* [WHAT NEEDS TO BE DONE]: Copy every one of the items below word for word, leaving out the pictures.

* [RECORDS SUPPLIED]:
==================================================

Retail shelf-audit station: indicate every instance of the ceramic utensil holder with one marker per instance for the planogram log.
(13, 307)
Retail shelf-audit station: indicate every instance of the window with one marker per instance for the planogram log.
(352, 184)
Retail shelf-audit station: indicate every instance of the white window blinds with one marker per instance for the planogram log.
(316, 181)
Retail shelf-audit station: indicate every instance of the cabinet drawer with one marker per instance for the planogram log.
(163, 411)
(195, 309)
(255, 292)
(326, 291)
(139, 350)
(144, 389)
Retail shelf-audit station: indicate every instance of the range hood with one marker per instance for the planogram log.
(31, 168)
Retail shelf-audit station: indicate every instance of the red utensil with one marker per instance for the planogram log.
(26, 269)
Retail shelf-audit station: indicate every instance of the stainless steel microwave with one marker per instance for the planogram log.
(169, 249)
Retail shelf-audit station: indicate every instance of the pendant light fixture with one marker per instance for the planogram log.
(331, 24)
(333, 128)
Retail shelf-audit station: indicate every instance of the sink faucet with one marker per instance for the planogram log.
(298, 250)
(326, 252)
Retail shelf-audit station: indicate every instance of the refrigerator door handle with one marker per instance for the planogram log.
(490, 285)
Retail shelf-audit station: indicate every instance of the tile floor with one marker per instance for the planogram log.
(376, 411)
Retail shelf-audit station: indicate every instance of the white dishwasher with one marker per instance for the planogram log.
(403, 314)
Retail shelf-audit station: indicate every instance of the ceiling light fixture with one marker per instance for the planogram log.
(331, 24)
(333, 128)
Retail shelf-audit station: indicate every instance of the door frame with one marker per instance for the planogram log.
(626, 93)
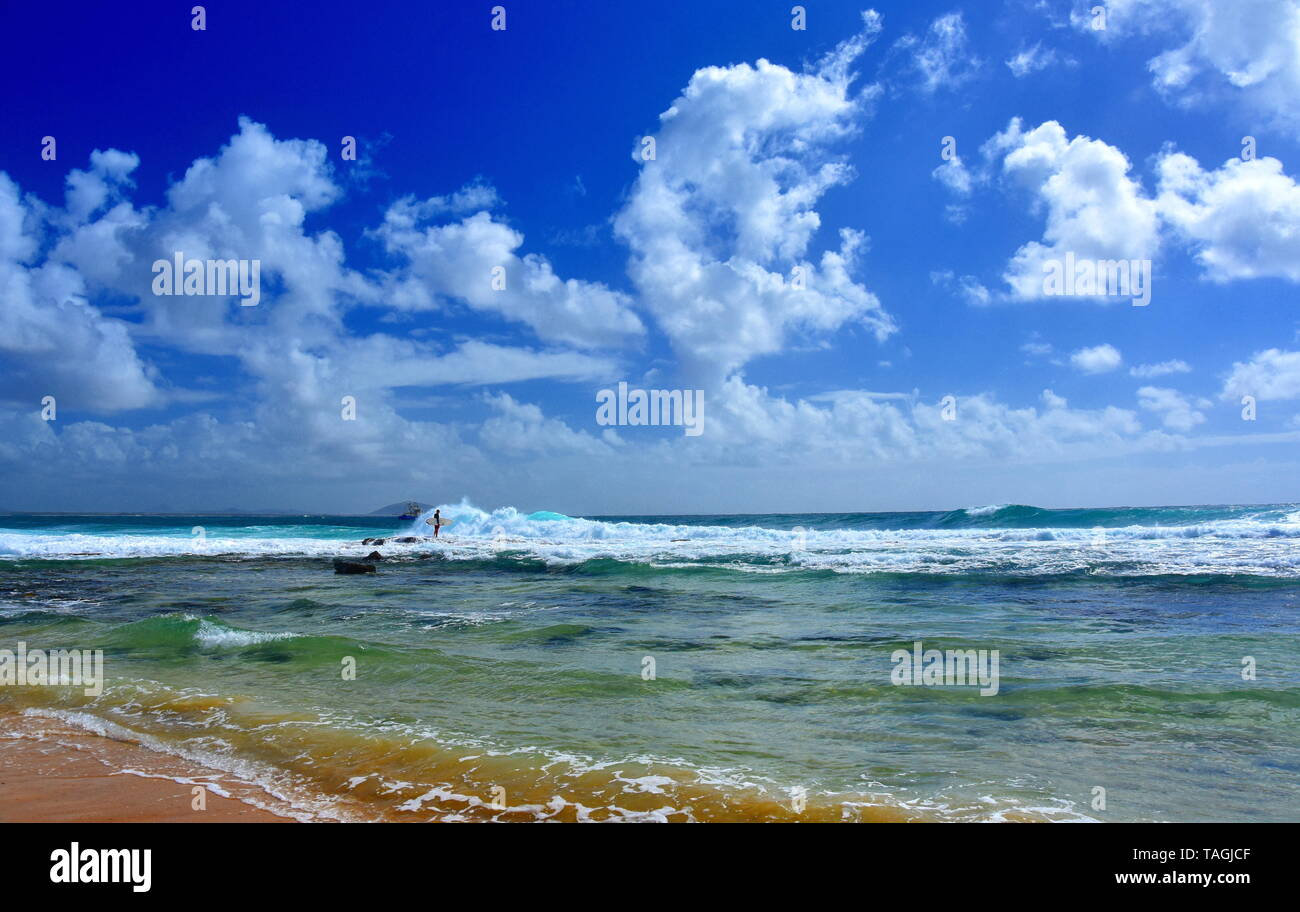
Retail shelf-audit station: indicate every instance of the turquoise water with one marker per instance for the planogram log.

==================================================

* [SOLUTION FOR THIS EXERCISE]:
Retail shelf-audit station: indicate every instance of the ceramic utensil holder with one marker per instance for the planogram log.
(13, 307)
Retail shelf-audit station: indicate every instance of the window with one marker per instance for the planogram log.
(352, 184)
Retail shelf-audit station: indicate every instance of the white window blinds with one marker per instance for the planogram log.
(316, 181)
Retail shelf-audit station: indicate every instance of the cabinet drawer with one marker per instance for the planogram log.
(163, 411)
(195, 309)
(255, 292)
(326, 291)
(139, 350)
(144, 389)
Retail shelf-audit station: indicate every instance of the range hood with one marker per instance for the planogram log.
(31, 168)
Retail shelf-audit station: indicate every instance of the red utensil with one marker per instance for the planogram log.
(26, 269)
Retail shelf-audit station: indicate every instance of the stainless steel microwave with one marker per instance for the planogram log.
(169, 249)
Retail shelf-audit station: indicate every instance of the pendant light fixture with one marker per instance for the planogram log.
(331, 24)
(333, 128)
Retail shelf-audit station: indicate every instance of the sink faucet with one marker per instance for the planogram log.
(298, 250)
(326, 252)
Retail shelf-audit station: indicate every instance of the refrigerator door handle with one marker per instance for the planogram log.
(490, 285)
Retail shelf-audit station: indicate every instance of the tile floor with one marker per instance for the planogram log.
(376, 411)
Retail shelf-audit station: indicate every instance of the white dishwasher with one marker per instance for the planogram log.
(403, 314)
Retail shelf-audit station: indicate every instance of the ceiling light fixture with one marker per instance for the planogram log.
(331, 24)
(333, 128)
Retail shelf-audit station: indicate every instance of the door frame with one marker per instance for the planogram log.
(626, 93)
Retail shelf-audit station: indicate every instance of the turquoise water with one marker per instance for the planogram log.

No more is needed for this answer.